> [Actions to take]:
[1] According to the riboflavin abstract, in which animals were the initial toxicology tests conducted?
[2] Continue the riboflavin abstract from where it stops.

> [Document passage]:
● ● ● ● ●

Background and objectives: In recent years, the desire to develop methods to inactivate pathogens in blood components has continued to grow. Several of these proposed approaches have been introduced or are currently in clinical studies. The use of chemical inactivating agents must be considered in terms of the current safety of the blood supply and the potential risks that the introduction of new chemical entities into blood components may carry. The impact which these treatment procedures have on the in vitro and in vivo performance of these products must also be considered relative to the potential benefit of the pathogen inactivation potential they offer. This paper will discuss one possible approach for inactivating pathogens in blood using vitamin B2, Riboflavin, and light.
Materials and methods: We have used Riboflavin for treating plasma and platelets and evaluated protein quality and platelet function in vitro. Initial toxicology tests to assess the impact of infusion of photoproducts generated in these processes have also been conducted in rodents. Cytotoxicity evaluations have been used to assess the possible impact of photoproduct toxicity in vivo. Virus and bacteria spiking studies using a variety of human and animal model pathogens have been conducted in order to asses the efficacy of this process.

● ● ● ● ●

Extracted data entries:

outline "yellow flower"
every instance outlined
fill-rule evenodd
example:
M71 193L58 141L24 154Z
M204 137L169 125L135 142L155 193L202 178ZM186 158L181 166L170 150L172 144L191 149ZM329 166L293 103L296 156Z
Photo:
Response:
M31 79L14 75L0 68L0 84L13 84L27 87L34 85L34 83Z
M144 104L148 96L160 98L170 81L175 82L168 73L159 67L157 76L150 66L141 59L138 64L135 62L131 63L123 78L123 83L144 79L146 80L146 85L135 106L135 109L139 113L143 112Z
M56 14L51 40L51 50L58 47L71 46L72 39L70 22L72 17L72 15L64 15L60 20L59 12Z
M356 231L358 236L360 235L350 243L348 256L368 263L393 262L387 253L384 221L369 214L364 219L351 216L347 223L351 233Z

● ● ● ● ●

> [Task-by-task outputs]:
[1] Rodents.

[2]
Results: Initial toxicology assessment of the photoproducts of Riboflavin generated under the proposed treatment conditions have been favorable. Virus and bacteria clearance studies have demonstrated efficacy of the procedure against a wide range of human and animal pathogens, including intracellular HIV-1. Studies with platelet and plasma function indicated reductions in vitro comparable to other proposed treatment approaches.
Conclusion: The use of Riboflavin in a photochemical decontamination process for blood components shows promise.